### SUPPLIED RECORDS
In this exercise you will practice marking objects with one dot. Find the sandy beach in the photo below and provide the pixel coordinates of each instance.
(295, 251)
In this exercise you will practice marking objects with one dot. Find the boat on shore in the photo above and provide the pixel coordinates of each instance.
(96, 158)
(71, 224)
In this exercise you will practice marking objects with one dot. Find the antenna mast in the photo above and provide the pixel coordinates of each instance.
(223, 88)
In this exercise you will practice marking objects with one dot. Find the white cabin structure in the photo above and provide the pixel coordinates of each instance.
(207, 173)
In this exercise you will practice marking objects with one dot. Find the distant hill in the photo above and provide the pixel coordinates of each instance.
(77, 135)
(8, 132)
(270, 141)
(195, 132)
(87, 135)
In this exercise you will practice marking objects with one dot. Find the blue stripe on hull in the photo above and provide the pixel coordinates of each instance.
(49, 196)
######
### SUPPLIED RECORDS
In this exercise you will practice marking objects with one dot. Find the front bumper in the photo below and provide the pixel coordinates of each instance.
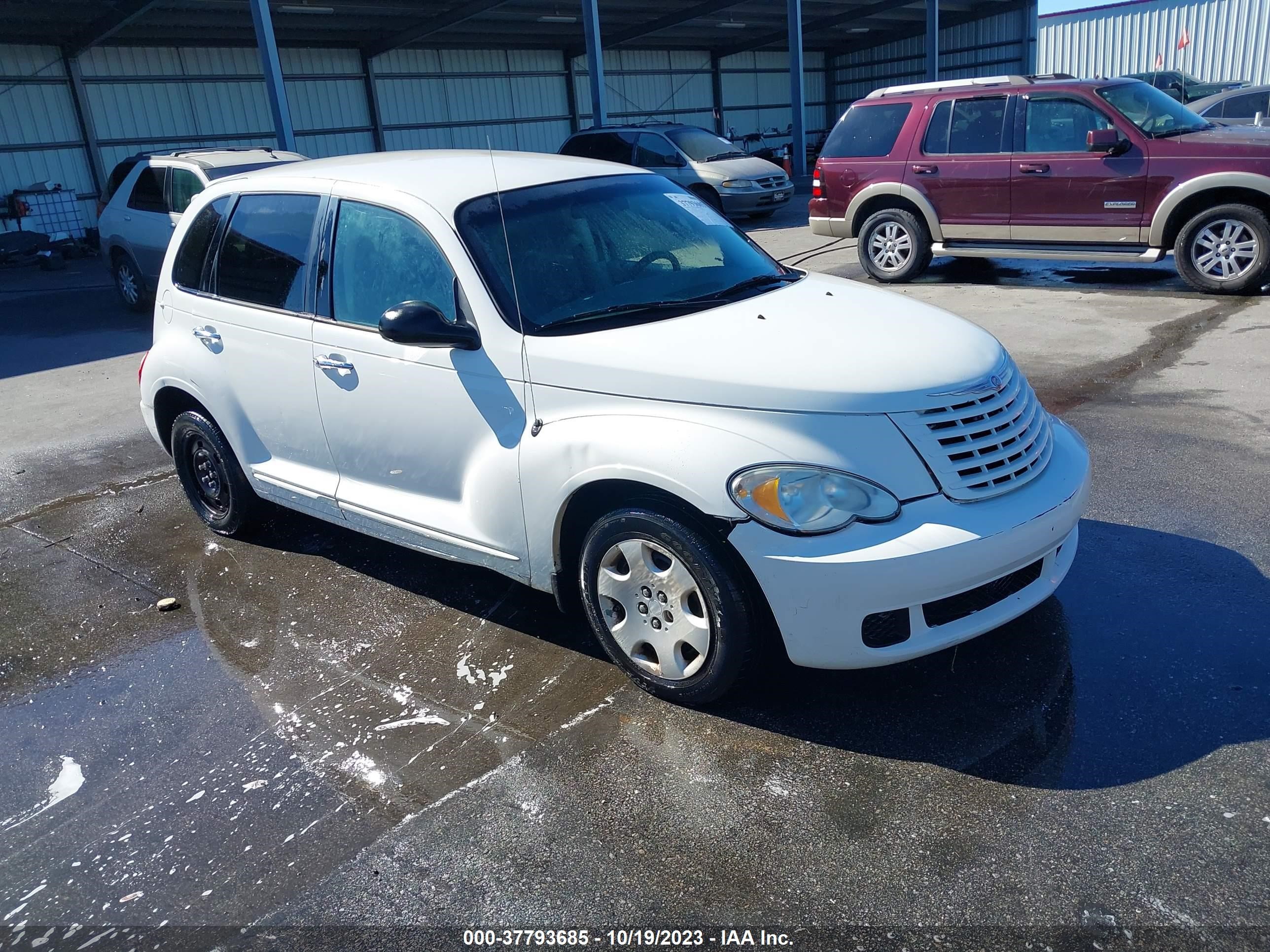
######
GIVEN INSTRUCTION - Pull out every line of the data above that contains the word "below", and copy each one unchanged.

EXERCISE ANSWER -
In this exercise you will practice marking objects with one dot. Find the sandy beach in the photo below and provide the pixel coordinates of each instance.
In this exercise you will practice marking objects with one dot. Find the front bumper in the photo below and provide the pixel coordinates of each instance.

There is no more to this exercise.